-- BEGIN Data entries --
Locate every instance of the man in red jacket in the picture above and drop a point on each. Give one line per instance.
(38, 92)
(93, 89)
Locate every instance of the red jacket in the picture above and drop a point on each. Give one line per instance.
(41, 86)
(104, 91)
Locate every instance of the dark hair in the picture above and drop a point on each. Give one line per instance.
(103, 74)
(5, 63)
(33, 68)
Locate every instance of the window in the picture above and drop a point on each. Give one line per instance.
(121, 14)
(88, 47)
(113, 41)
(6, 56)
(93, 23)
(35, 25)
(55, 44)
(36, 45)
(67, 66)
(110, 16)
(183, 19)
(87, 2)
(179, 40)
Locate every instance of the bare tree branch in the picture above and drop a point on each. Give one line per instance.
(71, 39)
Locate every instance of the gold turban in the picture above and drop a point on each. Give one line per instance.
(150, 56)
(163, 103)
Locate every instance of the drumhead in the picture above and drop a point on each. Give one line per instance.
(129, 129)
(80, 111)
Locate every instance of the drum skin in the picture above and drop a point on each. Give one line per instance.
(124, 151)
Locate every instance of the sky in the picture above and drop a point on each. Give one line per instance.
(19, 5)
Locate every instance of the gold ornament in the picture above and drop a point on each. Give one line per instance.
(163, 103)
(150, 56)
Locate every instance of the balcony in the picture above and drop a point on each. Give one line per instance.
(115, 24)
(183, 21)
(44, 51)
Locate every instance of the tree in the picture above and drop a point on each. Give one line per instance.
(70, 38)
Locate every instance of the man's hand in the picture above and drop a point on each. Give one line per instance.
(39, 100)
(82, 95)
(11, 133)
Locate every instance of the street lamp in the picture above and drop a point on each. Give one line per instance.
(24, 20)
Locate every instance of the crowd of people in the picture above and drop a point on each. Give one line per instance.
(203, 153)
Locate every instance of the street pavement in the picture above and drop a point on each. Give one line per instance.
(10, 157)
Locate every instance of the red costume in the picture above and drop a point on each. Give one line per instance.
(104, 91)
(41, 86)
-- END Data entries --
**Given problem**.
Please return all of the data above, reproducing every line without a single change.

**The response**.
Locate every instance of the man in red jacket in the picture above and drop a point on each. Give one line per instance.
(38, 92)
(93, 89)
Locate every instance of the red jacket in the picture above and drop a point on each. Give one line per instance.
(41, 86)
(104, 91)
Locate every instance of the dark hair in the picture above and drop a point on each. Give one line per instance.
(103, 74)
(5, 63)
(33, 68)
Locate every instance of the window in the picture above and drop a point on each. Give one line per instance.
(121, 14)
(88, 47)
(113, 41)
(6, 56)
(93, 23)
(35, 25)
(55, 44)
(36, 45)
(67, 66)
(110, 16)
(183, 19)
(87, 2)
(179, 40)
Locate every instance of the bare tree branch in the picture above and drop a point on each. Give one line per instance.
(71, 39)
Locate every instance of the gold turban in the picture above and drop a point on each. Give one line per instance.
(150, 56)
(163, 103)
Locate every instance of the drumhead in the picture above and drop a point on each. Give one line per instance.
(129, 129)
(80, 111)
Locate every instance of the drum skin in the picture above and drop a point on each. Give one line per instance.
(124, 151)
Locate every instance of the sky in the picture above and drop a point on each. Give one line per instance.
(19, 5)
Locate every instance of the gold ornament in the picture above and drop a point on each. Give one line per instance.
(163, 103)
(150, 56)
Locate every instance of the balcony in the picture above and drop a point on each. Give one line per instance.
(115, 24)
(183, 21)
(44, 51)
Locate every instance of the tree in the picture above and drop a point on each. Give one line per instance.
(70, 38)
Locate every instance of the man's hand in the picture above and drop a point on each. Give one line per instance.
(39, 100)
(82, 95)
(11, 133)
Locate every instance of the street lamp in the picture above and drop a point on each. Give one line per instance.
(24, 20)
Locate every instance of the crowd of people in the picture above and drop a point on each. Give one line per instance.
(203, 153)
Locate every instance of the street pavement in the picture above and drop a point on each. Give one line per instance.
(10, 157)
Locate every instance of the red costume in the picture above and drop a point on each. Give one line per instance.
(104, 91)
(41, 86)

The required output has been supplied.